**Article:**
* start *

The Erivan Province (), also known as Chokhur-e Sa'd (), was a province of the Safavid Empire, centered on the territory of the present-day Armenia. Erivan (Yerevan) was the provincial capital and the seat of the Safavid governors.

At the end of the Safavid period, it had the following administrative jurisdictions; Bayazid, Maghazberd (now near Üçbölük village of Arpaçay district), Maku, Nakhchivan, Sadarak, Shadidlu, Zaruzbil, and the tribal district of the Donbolis.

The provinces of Erivan and Qarabagh were the two administrative territories that made up Iranian Armenia.

History
The alternate name of the province, Chokhur-e Sa'd, had been in use since the fourteenth century. The name is derived from a certain Amir Sa'd, the leader of the Turkic Sa'dlu tribe, who had accompanied Timur from Central Asia. The Sa'dlu's had become prominent under their leader, Amir Sa'd, and settled in the Erivan area, where Amir Sa'd became the governor of the area. Chokhur-e Sa'd literally means "Vale of Sa'd".

Historic Armenia, which included the territory of the Erivan Province, made part of the Safavid Empire from its earliest days. In 1502, the first governor of the Erivan Province was appointed by then incumbent King (Shah) Ismail I (1501–1524), and royal Safavid edicts make mention of the province as early as 1505 and 1506. As a result of the Peace of Amasya of 1555, the Safavids, then under King Tahmasp I (1524–1576) were forced to cede the western part of historic Armenia to the expanding Ottomans.

In 1578, the Ottomans invaded the Safavid Empire, and by 1583 they were in possession of the Erivan province. In 1604, Safavid King Abbas I (1588–1629) expelled them and re-established the Safavid sway.

Around the same time, realizing the vulnerability of the province, King Abbas I ordered for the mass deportation and relocation of the Armenians from his Armenian territories (which thus included the Erivan Province), deeper into mainland Iran.

At the beginning of the seventeenth century, some 19,000 converted Catholic Armenians were living in three towns and twelve villages in the Nakhchivan, Ernjak and Jahuk regions, and had ten Catholic churches to serve them. When the Safavid Empire started to decline, in the second half of the 17th century, during the reign of King Suleiman I (1666–1694), the situation of the Catholic Armenians of Nakhchivan deteriorated. As a result of the increasing religious intolerance and misrule by governmental officials, the majority of the Armenian Catholics of Nakchivan had to convert to Islam. The remaining minority either returned to the Armenian Apostolic Church, or migrated to Smyrna, Constantinople, Bursa and other towns in the Ottoman Empire.

* end *

**Supplied entries:**

* start *

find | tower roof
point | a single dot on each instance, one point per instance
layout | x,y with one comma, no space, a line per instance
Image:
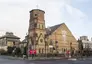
50,30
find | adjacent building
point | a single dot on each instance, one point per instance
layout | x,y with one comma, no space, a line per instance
86,42
9,40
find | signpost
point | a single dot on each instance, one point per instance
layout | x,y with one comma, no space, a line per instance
32,52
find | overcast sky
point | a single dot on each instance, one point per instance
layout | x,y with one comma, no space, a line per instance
14,15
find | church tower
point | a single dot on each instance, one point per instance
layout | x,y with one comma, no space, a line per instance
36,30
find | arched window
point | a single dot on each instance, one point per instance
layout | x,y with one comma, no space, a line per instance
39,50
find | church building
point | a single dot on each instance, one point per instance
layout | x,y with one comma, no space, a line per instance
55,39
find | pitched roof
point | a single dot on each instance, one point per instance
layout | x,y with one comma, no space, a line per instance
9,35
50,30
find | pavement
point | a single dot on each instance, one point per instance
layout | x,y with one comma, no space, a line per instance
8,60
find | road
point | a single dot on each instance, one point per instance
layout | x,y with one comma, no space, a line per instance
5,60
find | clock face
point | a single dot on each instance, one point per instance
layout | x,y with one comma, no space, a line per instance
64,33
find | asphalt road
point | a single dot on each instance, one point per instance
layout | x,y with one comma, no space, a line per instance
5,60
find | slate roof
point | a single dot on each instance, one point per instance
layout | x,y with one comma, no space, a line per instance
9,35
50,30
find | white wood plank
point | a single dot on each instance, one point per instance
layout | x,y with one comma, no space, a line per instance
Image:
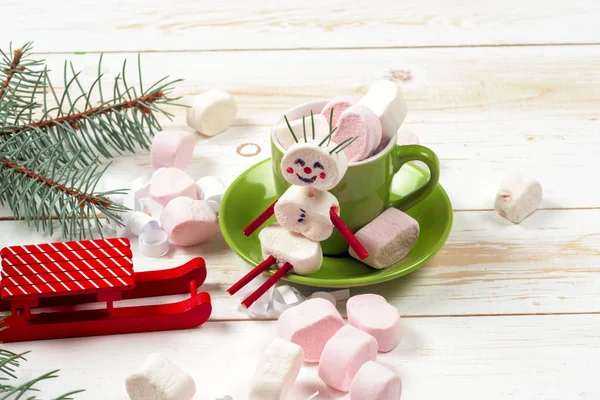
534,358
474,158
517,111
442,85
63,25
548,264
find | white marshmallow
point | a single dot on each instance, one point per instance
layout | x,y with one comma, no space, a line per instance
285,297
141,222
189,222
388,238
282,131
303,210
324,295
518,197
211,112
277,371
172,148
286,246
211,189
159,379
406,137
308,164
141,185
385,99
169,183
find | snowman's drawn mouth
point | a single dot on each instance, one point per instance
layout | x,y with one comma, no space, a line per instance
307,180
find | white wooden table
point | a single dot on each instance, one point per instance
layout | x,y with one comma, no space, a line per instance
503,311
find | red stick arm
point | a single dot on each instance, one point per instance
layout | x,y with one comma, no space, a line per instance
347,234
287,267
261,219
259,269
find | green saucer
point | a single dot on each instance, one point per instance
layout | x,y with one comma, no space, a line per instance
253,191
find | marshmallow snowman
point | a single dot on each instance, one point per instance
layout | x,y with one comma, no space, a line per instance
306,212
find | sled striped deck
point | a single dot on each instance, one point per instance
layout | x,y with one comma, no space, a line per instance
65,268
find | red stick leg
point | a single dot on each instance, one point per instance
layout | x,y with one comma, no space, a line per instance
287,267
347,234
261,219
259,269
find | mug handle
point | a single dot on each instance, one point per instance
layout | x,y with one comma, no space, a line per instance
414,152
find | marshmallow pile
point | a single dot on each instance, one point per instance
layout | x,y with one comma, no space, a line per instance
168,205
371,121
314,332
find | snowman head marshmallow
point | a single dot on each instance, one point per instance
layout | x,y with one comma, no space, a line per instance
310,164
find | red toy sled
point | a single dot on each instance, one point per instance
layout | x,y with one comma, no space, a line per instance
67,274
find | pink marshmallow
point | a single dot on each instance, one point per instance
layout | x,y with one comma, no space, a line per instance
388,238
172,148
372,314
189,222
310,325
169,183
375,382
339,105
343,356
361,123
406,137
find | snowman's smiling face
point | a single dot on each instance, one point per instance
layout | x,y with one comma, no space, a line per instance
307,164
306,173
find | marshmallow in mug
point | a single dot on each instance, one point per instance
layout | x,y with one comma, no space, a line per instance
385,99
359,124
211,112
286,139
315,164
338,105
277,371
519,196
159,379
406,137
285,246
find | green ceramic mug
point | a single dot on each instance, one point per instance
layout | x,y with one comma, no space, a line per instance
364,192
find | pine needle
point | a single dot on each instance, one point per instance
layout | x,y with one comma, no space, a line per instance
290,128
50,155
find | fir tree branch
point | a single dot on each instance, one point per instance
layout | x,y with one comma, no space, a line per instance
140,103
42,187
51,143
83,198
123,123
9,362
11,71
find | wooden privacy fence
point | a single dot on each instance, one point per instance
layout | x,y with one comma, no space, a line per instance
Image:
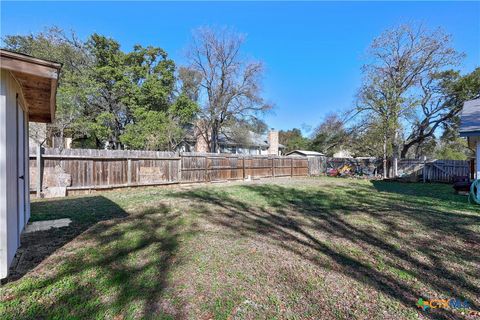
85,169
408,169
434,170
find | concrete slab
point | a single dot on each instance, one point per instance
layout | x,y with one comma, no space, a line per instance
47,224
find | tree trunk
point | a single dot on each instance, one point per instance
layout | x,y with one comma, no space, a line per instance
214,140
395,154
385,156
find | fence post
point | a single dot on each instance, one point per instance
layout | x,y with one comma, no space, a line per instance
273,167
179,170
243,165
424,168
39,170
291,167
206,168
129,171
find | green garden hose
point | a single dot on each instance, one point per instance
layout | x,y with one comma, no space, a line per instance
472,196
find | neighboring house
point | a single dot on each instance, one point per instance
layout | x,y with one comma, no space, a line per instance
342,154
27,93
255,144
470,128
304,153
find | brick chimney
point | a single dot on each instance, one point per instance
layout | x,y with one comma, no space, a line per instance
273,142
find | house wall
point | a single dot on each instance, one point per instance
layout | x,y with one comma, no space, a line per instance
10,228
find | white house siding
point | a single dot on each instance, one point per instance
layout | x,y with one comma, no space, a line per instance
10,228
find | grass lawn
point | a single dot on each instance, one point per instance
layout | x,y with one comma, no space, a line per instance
315,248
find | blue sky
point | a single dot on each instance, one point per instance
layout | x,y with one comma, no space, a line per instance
312,50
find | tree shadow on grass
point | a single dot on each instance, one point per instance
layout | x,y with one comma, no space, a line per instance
300,220
37,246
117,268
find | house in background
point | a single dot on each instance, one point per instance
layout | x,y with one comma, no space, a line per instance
253,144
27,93
470,128
304,153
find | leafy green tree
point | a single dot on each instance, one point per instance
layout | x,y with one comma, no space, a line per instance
110,98
57,45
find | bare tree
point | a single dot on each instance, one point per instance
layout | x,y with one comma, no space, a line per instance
230,85
401,59
441,100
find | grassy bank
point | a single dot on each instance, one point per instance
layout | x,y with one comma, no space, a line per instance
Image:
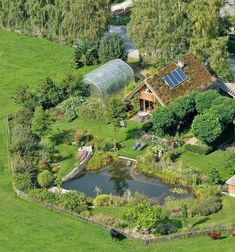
25,226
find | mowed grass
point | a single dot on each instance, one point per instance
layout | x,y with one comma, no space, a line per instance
25,226
99,130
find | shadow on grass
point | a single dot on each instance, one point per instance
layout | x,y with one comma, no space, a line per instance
201,221
59,137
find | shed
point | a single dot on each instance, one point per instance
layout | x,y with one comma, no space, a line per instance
109,78
231,186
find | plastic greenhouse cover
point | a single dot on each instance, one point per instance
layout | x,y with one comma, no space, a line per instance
111,77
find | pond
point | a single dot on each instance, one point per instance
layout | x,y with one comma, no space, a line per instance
117,179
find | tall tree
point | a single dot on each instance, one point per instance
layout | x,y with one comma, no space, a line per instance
159,28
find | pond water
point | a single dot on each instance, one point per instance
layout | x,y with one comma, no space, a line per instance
117,179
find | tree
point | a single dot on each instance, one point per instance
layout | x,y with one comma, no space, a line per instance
112,47
206,128
225,113
40,122
49,95
205,100
160,29
219,58
45,179
204,16
87,19
164,121
115,113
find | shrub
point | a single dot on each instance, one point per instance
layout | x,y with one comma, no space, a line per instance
146,215
147,127
101,200
45,178
207,206
73,201
200,149
43,195
101,160
111,47
104,219
93,109
166,228
23,181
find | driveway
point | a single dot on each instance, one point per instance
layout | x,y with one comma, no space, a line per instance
122,30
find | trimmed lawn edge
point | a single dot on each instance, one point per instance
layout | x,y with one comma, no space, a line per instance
179,235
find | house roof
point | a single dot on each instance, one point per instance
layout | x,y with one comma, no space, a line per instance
231,181
198,78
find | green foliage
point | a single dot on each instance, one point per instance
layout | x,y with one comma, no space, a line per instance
48,94
73,201
146,215
45,178
25,97
101,200
101,160
159,29
70,106
111,47
205,100
214,176
40,122
219,58
93,108
207,206
206,128
164,122
43,195
60,20
23,181
200,149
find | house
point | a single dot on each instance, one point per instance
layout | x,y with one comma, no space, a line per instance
173,81
231,186
111,77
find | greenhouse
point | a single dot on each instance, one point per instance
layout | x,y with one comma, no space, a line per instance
109,78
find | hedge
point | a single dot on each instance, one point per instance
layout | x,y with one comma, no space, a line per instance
200,149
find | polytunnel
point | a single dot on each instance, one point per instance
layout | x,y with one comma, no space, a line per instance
110,77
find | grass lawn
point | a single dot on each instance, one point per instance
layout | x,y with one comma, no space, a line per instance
25,226
97,129
217,159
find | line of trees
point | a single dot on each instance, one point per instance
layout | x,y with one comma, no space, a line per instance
57,19
164,29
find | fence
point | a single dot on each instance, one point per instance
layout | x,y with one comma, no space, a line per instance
181,235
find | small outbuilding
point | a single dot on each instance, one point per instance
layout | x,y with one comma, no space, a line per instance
231,186
110,78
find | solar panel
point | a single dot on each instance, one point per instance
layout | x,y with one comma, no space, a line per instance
175,78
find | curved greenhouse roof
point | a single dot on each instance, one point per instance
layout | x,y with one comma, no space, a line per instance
110,78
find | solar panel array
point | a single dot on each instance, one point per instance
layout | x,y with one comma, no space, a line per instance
175,78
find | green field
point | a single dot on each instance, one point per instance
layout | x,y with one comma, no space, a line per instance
28,227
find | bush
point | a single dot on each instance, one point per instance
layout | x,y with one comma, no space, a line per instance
104,219
146,215
45,178
147,127
92,109
101,200
200,149
101,160
73,201
111,47
207,206
23,181
43,195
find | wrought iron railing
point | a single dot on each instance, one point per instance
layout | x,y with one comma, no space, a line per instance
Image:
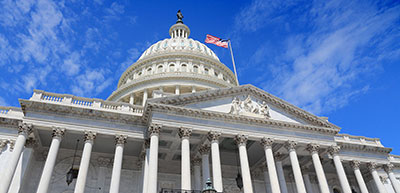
164,190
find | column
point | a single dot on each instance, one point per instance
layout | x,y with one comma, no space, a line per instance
197,173
213,137
204,151
307,180
120,141
103,163
395,183
85,160
279,171
184,134
319,170
241,141
334,151
146,165
372,167
144,97
154,132
290,146
273,176
44,183
131,99
360,180
24,130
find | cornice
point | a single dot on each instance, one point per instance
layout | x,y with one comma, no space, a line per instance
167,76
178,54
185,99
198,113
79,112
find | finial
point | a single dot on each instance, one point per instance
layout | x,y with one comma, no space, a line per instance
180,17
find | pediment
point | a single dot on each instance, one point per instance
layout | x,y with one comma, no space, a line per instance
246,100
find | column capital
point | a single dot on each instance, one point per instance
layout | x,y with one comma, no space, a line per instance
184,132
313,148
24,128
154,130
290,145
204,149
241,139
388,167
372,166
355,164
267,142
334,150
58,132
31,143
89,136
196,161
213,136
120,139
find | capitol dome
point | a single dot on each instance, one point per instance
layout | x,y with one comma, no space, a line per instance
174,65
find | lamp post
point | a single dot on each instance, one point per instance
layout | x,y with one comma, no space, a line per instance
209,188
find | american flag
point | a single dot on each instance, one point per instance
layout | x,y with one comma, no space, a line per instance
217,41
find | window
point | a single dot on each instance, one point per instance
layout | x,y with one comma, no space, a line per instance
159,68
195,69
172,67
184,67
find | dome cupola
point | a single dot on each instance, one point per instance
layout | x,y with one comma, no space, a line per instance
174,65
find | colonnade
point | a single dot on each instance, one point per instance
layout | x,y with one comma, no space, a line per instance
200,165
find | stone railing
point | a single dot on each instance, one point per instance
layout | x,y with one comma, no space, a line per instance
358,140
66,99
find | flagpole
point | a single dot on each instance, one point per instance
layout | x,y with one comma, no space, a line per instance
233,61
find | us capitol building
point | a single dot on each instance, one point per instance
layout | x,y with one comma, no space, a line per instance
178,118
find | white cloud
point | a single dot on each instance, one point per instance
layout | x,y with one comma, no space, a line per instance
320,70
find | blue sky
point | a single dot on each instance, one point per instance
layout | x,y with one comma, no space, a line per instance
339,58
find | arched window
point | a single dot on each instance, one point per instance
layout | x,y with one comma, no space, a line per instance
172,67
159,68
195,69
184,67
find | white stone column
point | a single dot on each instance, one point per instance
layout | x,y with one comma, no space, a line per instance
319,170
85,161
44,183
273,176
197,173
204,151
131,99
184,134
290,146
241,141
24,130
154,132
213,137
372,167
144,97
102,163
120,141
307,182
395,183
280,172
360,180
146,165
334,151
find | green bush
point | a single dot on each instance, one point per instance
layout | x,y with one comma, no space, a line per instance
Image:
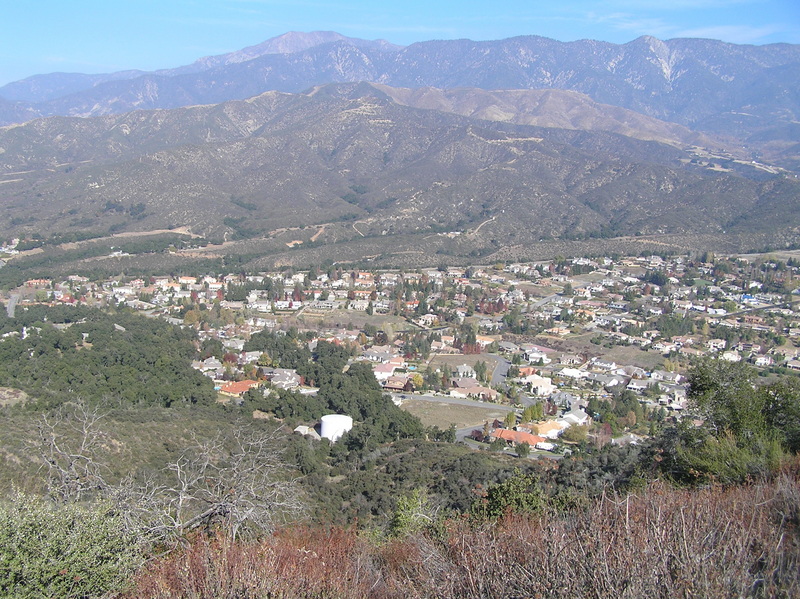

* end *

**Goals:**
**a)** Condense the paragraph of the Erivan Province article that begins "Historic Armenia, which included" into a shorter version that keeps its main facts.
**b)** Carry the Erivan Province article forward from its final paragraph, writing the part that comes next.

**Answers by task:**
**a)** The territory of the Erivan Province, part of historic Armenia, belonged to the Safavid Empire from its earliest days. King Ismail I (1501–1524) appointed the province's first governor in 1502, and royal Safavid edicts mention the province in 1505 and 1506. Under the Peace of Amasya of 1555, King Tahmasp I (1524–1576) was forced to cede western historic Armenia to the Ottomans.

**b)**
In 1639, the Safavids and the Ottomans concluded the Treaty of Zuhab. Eastern Armenia was reconfirmed as being an Iranian domain, whereas Western Armenia was irrevocably lost to the Ottomans. The ensuing period following 1639 was marked by peace and prosperity in the province. At the end of the seventeenth century, the Erivan Province had become a centre of Catholic missionary activities in the empire.

In 1679, the province was the epicenter of an earthquake, which resulted in the destruction and damaging of numerous notable structures.

In 1714, the mayor (kalantar) of the provincial capital, Mohammad Reza Beg, was appointed as the new ambassador to France, and led the embassy to Louis XIV of 1715.

In 1724, the Ottomans and the Russians invaded the crumbling empire. By the Treaty of Constantinople (1724), they agreed to divide the conquered territories between them. Per the treaty, the Ottomans gained the territory of the Erivan Province.

By 1735, Nader-Qoli Beg (later known as Nader Shah) had restored the Safavid sway over the Caucasus, including the Erivan Province. In 1736, he deposed the Safavids and became king himself, establishing Afsharid Iran.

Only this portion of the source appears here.